= Activities =
1. In the text on syringe services programs, which two infectious diseases are people who inject drugs at high risk of contracting?
2. From the text on syringe services programs, return word for word the passage between "In 2019, the" and "to seek out.", inclusive.
3. Translate this sentence from the text on syringe services programs into Spanish: "SSPs can also serve a crucial role as a possible point of entry for people who use drugs to voluntarily seek treatment or to access healthcare services that they otherwise would not have been able or willing to seek out."

= Text shown =
-- Opening Marker --
In 2019, the United States is firmly in the throes of an opioid crisis that is increasingly being driven by injection drug use of substances like heroin and fentanyl that place those who inject drugs at high risk of overdose and of contracting infectious diseases like HIV and Hepatitis C (HCV). At the same time, there is a mountain of evidence that shows that syringe services programs (SSPs) are extremely effective at preventing HIV transmission while also reducing the spread of HCV and helping curb high risk drug use behaviors like needle sharing. SSPs can also serve a crucial role as a possible point of entry for people who use drugs to voluntarily seek treatment or to access healthcare services that they otherwise would not have been able or willing to seek out.
From an strictly analytical perspective, it would be natural to assume that the U.S. government would have responded to this opioid crisis by investing adequate resources in evidence-based public health interventions like SSPs that are best positioned to provide the best health outcomes for those negatively impacted by opioids and other injection drugs. Unfortunately, funding decisions for the health and wellbeing of people who use drugs are not made in an analytical vacuum governed by best practices, and the financial support for SSPs from federal, state, and local governments in the U.S. has been woeful.
-- Closing Marker --
= Information shown =
-- Opening Marker --
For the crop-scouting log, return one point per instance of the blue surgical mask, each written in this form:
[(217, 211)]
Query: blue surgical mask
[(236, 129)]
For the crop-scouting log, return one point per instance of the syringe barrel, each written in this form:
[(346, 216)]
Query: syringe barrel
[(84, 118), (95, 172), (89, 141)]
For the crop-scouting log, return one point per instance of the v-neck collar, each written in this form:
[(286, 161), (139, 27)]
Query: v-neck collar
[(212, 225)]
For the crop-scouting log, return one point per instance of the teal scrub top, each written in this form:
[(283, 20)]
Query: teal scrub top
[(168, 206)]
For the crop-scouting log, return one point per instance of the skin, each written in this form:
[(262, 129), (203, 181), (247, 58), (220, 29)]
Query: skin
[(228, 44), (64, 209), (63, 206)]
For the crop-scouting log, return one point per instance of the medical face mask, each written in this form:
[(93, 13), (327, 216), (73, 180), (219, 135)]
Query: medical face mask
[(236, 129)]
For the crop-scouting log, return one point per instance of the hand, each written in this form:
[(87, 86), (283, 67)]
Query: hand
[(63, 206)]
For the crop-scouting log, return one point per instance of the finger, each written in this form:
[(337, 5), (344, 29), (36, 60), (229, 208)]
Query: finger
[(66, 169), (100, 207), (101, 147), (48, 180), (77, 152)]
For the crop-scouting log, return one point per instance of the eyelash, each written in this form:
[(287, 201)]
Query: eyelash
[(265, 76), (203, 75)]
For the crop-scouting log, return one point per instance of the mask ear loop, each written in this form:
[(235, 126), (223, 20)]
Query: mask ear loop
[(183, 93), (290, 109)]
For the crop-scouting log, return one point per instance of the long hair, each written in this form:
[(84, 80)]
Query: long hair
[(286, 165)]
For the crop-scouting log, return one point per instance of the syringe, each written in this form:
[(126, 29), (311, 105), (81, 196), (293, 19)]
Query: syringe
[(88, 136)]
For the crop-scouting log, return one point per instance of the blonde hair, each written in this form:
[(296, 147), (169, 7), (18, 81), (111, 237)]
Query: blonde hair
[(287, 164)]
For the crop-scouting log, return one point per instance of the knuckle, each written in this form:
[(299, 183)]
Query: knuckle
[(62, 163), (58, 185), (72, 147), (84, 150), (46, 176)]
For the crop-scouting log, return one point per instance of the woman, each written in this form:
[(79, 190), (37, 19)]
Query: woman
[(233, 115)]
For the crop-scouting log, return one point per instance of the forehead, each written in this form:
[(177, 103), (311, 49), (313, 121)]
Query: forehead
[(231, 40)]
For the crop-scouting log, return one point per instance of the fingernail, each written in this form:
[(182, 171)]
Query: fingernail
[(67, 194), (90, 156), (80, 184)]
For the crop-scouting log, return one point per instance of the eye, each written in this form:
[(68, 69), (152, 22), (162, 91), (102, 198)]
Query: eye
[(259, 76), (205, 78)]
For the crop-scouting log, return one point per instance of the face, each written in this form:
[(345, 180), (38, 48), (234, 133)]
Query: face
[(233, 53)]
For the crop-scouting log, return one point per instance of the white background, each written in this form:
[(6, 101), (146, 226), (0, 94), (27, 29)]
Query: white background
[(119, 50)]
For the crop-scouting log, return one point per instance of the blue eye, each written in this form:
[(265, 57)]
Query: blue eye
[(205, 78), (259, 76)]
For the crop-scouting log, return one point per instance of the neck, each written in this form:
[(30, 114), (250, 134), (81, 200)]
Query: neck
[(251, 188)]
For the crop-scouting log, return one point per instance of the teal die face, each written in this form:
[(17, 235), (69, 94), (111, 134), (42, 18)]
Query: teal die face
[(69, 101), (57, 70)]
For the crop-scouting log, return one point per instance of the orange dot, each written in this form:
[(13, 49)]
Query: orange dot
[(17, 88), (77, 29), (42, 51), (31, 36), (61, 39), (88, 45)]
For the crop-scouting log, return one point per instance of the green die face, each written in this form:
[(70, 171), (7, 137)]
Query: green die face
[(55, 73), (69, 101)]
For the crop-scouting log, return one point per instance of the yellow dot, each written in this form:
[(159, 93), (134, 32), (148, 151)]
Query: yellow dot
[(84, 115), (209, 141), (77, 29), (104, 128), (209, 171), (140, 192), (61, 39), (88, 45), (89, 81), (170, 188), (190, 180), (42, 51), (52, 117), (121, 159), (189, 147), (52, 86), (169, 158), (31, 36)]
-- Closing Marker --
= Answers to the tasks =
1. HIV and Hepatitis C (HCV).

2.
In 2019, the United States is firmly in the throes of an opioid crisis that is increasingly being driven by injection drug use of substances like heroin and fentanyl that place those who inject drugs at high risk of overdose and of contracting infectious diseases like HIV and Hepatitis C (HCV). At the same time, there is a mountain of evidence that shows that syringe services programs (SSPs) are extremely effective at preventing HIV transmission while also reducing the spread of HCV and helping curb high risk drug use behaviors like needle sharing. SSPs can also serve a crucial role as a possible point of entry for people who use drugs to voluntarily seek treatment or to access healthcare services that they otherwise would not have been able or willing to seek out.

3. Los SSP también pueden desempeñar un papel crucial como posible punto de entrada para que las personas que consumen drogas busquen tratamiento voluntariamente o accedan a servicios de atención médica que de otro modo no habrían podido o querido buscar.